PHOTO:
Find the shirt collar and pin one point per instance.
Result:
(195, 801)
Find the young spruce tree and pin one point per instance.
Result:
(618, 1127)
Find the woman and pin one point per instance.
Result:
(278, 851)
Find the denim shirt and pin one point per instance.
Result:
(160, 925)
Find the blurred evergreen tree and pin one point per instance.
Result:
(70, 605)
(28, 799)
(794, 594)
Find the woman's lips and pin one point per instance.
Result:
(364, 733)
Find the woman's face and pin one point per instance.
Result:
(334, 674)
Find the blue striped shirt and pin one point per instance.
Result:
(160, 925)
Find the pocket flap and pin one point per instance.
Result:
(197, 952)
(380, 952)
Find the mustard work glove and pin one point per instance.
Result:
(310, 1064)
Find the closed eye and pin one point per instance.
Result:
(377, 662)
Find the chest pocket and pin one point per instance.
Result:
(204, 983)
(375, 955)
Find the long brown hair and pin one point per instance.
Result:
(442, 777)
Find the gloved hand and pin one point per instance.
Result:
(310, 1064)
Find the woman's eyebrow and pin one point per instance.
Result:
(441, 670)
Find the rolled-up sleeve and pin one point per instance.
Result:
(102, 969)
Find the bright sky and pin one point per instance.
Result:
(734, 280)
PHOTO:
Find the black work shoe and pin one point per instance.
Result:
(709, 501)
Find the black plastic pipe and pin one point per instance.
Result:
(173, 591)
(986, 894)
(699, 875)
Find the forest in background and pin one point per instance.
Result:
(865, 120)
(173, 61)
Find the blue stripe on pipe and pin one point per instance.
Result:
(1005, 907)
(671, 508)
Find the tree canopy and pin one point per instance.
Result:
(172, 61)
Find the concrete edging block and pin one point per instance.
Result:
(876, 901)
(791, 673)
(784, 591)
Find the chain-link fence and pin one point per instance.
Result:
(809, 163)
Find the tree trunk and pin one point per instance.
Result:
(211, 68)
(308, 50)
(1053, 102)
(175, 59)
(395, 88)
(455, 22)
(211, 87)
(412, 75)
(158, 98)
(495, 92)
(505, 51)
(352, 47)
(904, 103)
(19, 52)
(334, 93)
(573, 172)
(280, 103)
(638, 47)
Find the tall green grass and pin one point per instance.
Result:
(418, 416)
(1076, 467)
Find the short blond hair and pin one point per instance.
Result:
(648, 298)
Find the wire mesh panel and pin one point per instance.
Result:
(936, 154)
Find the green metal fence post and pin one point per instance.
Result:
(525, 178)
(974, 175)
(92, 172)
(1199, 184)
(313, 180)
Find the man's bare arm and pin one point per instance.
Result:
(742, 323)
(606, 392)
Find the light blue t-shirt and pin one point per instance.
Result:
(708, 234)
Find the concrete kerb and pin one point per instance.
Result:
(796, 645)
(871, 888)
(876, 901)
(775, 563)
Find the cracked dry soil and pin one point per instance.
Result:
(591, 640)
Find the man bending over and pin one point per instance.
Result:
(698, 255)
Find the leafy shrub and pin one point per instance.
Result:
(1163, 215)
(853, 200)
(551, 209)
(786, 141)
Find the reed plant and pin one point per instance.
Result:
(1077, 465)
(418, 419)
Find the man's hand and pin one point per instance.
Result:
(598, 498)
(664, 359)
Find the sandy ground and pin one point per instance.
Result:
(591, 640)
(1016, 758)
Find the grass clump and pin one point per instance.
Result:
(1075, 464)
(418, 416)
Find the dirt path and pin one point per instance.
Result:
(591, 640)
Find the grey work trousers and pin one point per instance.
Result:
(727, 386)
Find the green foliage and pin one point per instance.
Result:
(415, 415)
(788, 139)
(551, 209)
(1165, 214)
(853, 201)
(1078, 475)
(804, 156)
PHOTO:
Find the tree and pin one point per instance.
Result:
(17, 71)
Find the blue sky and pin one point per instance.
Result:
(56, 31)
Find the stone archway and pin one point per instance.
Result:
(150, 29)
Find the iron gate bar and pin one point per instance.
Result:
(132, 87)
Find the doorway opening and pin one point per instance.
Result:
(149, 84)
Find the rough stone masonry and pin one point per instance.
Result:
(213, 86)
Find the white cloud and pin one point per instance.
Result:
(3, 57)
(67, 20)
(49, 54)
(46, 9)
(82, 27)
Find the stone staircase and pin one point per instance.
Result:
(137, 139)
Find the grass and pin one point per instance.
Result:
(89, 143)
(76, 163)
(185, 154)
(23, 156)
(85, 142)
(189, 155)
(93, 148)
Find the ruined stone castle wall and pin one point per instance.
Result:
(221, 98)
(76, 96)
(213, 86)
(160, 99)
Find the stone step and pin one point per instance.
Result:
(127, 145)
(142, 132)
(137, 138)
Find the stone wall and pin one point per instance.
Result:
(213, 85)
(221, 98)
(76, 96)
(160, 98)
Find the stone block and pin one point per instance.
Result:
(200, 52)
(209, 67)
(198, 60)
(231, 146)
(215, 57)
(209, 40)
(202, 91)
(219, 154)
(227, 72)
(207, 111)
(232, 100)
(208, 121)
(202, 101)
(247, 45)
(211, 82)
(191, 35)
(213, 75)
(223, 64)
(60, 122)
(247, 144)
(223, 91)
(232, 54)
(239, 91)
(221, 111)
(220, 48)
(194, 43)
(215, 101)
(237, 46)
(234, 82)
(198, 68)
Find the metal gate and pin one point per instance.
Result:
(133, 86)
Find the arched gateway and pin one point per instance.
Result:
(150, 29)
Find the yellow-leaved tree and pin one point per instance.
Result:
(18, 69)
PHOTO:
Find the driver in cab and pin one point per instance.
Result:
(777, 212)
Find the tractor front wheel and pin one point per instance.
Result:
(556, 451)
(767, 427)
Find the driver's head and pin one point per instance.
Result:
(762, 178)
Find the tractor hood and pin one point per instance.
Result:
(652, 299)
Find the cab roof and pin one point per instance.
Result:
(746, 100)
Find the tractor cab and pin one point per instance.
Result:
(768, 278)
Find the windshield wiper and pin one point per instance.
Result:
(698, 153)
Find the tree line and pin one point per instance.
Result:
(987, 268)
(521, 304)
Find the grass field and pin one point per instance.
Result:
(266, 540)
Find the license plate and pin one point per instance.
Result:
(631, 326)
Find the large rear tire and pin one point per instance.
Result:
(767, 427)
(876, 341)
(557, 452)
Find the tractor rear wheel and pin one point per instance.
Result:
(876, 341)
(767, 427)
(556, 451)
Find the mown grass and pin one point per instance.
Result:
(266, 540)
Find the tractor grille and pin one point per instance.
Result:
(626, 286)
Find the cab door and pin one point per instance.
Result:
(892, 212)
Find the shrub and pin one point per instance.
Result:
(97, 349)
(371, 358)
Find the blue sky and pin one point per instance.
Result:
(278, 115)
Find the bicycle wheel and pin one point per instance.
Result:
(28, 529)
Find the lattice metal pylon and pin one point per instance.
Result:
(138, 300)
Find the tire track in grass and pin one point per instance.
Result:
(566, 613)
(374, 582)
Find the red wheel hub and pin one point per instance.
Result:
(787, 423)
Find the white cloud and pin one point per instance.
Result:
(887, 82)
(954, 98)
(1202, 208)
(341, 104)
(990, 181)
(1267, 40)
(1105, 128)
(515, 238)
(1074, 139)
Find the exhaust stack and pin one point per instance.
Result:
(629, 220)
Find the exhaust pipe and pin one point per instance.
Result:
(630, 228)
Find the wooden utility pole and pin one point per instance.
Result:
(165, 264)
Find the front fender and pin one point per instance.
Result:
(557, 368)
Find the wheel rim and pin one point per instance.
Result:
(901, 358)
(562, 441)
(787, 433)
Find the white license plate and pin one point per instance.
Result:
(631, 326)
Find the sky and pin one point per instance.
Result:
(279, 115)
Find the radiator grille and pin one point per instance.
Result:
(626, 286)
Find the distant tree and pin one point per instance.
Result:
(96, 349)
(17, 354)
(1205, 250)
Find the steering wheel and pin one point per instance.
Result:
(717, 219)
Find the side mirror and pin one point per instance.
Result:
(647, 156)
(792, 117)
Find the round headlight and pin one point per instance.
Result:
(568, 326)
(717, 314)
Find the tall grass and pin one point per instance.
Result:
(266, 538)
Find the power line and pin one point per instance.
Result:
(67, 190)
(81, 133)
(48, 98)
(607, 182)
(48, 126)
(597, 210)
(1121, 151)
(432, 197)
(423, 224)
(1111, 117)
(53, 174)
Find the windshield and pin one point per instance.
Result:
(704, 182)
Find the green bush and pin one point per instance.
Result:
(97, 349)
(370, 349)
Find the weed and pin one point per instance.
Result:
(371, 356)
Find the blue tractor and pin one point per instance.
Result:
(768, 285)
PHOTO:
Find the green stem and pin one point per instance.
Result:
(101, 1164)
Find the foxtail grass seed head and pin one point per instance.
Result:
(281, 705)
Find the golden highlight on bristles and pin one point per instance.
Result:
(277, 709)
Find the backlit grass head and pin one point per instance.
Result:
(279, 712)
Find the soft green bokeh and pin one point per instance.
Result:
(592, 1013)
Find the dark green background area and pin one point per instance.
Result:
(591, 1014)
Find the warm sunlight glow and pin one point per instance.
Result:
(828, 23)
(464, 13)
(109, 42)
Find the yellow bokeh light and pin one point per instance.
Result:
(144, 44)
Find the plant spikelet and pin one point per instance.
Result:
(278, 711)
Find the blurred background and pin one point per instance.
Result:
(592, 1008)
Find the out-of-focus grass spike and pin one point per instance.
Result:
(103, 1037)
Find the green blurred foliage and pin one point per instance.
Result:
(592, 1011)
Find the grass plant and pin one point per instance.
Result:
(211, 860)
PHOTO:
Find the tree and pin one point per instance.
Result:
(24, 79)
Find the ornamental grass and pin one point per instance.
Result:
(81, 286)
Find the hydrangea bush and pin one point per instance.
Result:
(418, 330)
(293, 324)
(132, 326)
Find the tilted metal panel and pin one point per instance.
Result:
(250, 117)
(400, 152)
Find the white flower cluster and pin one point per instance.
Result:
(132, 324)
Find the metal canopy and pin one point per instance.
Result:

┄┄┄┄┄┄┄┄┄┄

Instructions to follow »
What is the count of lines in the data above containing the string "wall"? Write the number and nothing else.

Solution »
2